• _Excerpt_:
□ □ □

28 Feb Apellis lands as much as $250M in financing from drug development company
Apellis Pharmaceuticals Inc. has reached a deal with a globally oriented drug development company that could give Apellis as much as $250 million in financing through what Apellis calls “a novel, risk-sharing collaboration.”
Apellis, a Crestwood, Ky.-based clinical-stage biopharmaceutical company, said it has partnered with Pleasanton, Calif.-based SFJ Pharmaceuticals Inc. to support the development of Apellis’ signature treatment, APL-2, in rare blood and autoimmune disorders.
SFJ Pharmaceuticals’ drug-development strategy involves partnering with pharmaceutical companies to co-develop new drugs by providing funding and clinical research support, according to a filing with the Securities and Exchange Commission from Apellis. SFJ Pharmaceuticals is supported by Blackstone Life Sciences, a division of New York City-based private-equity and financial-services firm The Blackstone Group, and London-based venture capital firm Abingworth LLP.
The deal is the first time that SFJ Pharmaceuticals has partnered with a pre-revenue company, according to a news release. None of Apellis’ treatments have been approved for marketing by the Food and Drug Administration.
Apellis CEO and co-founder Cedric Francois said in an interview that SFJ Pharmaceuticals conducted extensive due diligence on Apellis’ business and research.
“As a very young public company, we have to earn our stripes, and deals like this help us do that,” Francois said. “We are excited about collaborating with SFJ on our program in PNH.”

□ □ □

Write the next part of the news article on Apellis's financing deal with SFJ Pharmaceuticals, picking up after its final sentence.

□ □ □

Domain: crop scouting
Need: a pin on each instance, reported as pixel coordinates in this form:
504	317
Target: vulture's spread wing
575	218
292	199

□ □ □

• _Written response_:
Apellis (Nasdaq: APLS) could receive as much as $170 million in financing from SFJ Pharmaceuticals for its research into paroxysmal nocturnal hemoglobinuria, or PNH, treatments. Here’s how that breaks down:
- $60 million to support Apellis’ PNH research after the signing of the agreement;
- As much as $60 million more if Apellis reaches clinical milestones that it expects to achieve in 2019 and if it has enough cash resources to support the business for 10 months;
- An additional $50 million in PNH clinical program funding if Apellis’ PNH current trial produces favorable data by March 30, 2020.
PNH causes the body to prematurely destroy blood cells. Apellis’ research of APL-2’s treatment of PNH is in stage 3 trials. (You can read more about research phases on the FDA’s website.)
The remaining $80 million would come through a to-be-established joint-development agreement between Apellis and SFJ Pharmaceuticals. The companies have a letter of intent to negotiate terms to support Apellis’ clinical development of APL-2 in treating two rare autoimmune blood disorders: cold agglutinin disease, or CAD, and warm antibody hemolytic anemia, or wAIHA.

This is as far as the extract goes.